# Start of Excerpted records
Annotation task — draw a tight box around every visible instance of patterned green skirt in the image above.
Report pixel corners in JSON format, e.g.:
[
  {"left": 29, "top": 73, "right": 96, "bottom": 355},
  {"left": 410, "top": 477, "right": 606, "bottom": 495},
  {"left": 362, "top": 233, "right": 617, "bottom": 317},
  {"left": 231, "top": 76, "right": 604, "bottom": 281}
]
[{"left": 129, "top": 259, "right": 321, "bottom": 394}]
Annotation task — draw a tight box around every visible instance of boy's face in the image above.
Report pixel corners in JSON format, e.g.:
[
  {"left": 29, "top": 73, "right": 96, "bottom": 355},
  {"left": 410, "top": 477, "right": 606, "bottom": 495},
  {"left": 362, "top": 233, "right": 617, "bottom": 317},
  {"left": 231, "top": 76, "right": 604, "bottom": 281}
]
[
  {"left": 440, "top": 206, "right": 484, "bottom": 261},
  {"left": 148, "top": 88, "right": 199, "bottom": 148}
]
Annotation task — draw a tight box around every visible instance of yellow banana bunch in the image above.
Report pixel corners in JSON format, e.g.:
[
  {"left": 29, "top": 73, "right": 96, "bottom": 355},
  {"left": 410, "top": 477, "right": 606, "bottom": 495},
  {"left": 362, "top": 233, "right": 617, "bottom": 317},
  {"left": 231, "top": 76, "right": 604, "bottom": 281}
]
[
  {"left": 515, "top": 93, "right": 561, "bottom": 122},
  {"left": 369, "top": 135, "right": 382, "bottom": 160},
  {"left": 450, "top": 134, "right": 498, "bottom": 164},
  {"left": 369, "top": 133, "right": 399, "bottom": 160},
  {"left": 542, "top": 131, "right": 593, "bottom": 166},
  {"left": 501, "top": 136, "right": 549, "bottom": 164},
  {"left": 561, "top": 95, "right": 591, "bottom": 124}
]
# End of Excerpted records
#### [Exercise goal]
Reproduce every one of the lines above word for word.

#### [Response for this exercise]
Annotation task — draw a tight box around every visible instance of patterned green skirt in the image above.
Report pixel corners in JSON format, e.g.:
[
  {"left": 29, "top": 73, "right": 96, "bottom": 355},
  {"left": 410, "top": 477, "right": 606, "bottom": 495},
  {"left": 362, "top": 233, "right": 617, "bottom": 317},
  {"left": 231, "top": 76, "right": 604, "bottom": 281}
]
[{"left": 129, "top": 259, "right": 321, "bottom": 394}]
Annotation task — draw a tight box around every visible instance of boy's face in the image above.
Report pixel corners in JSON format, e.g.:
[
  {"left": 29, "top": 73, "right": 96, "bottom": 355},
  {"left": 410, "top": 477, "right": 606, "bottom": 495},
  {"left": 362, "top": 233, "right": 617, "bottom": 317},
  {"left": 231, "top": 76, "right": 604, "bottom": 281}
]
[
  {"left": 440, "top": 206, "right": 484, "bottom": 261},
  {"left": 148, "top": 88, "right": 199, "bottom": 148}
]
Annotation task — draw a tight box around every visible instance of yellow banana bunch in the image above.
Report pixel corners in JSON format, e.g.:
[
  {"left": 29, "top": 73, "right": 96, "bottom": 355},
  {"left": 410, "top": 477, "right": 606, "bottom": 495},
  {"left": 362, "top": 233, "right": 617, "bottom": 317},
  {"left": 231, "top": 76, "right": 604, "bottom": 281}
]
[
  {"left": 515, "top": 93, "right": 561, "bottom": 122},
  {"left": 369, "top": 135, "right": 382, "bottom": 160},
  {"left": 450, "top": 134, "right": 498, "bottom": 164},
  {"left": 369, "top": 133, "right": 399, "bottom": 160},
  {"left": 542, "top": 131, "right": 593, "bottom": 166},
  {"left": 501, "top": 136, "right": 549, "bottom": 164},
  {"left": 561, "top": 95, "right": 591, "bottom": 124}
]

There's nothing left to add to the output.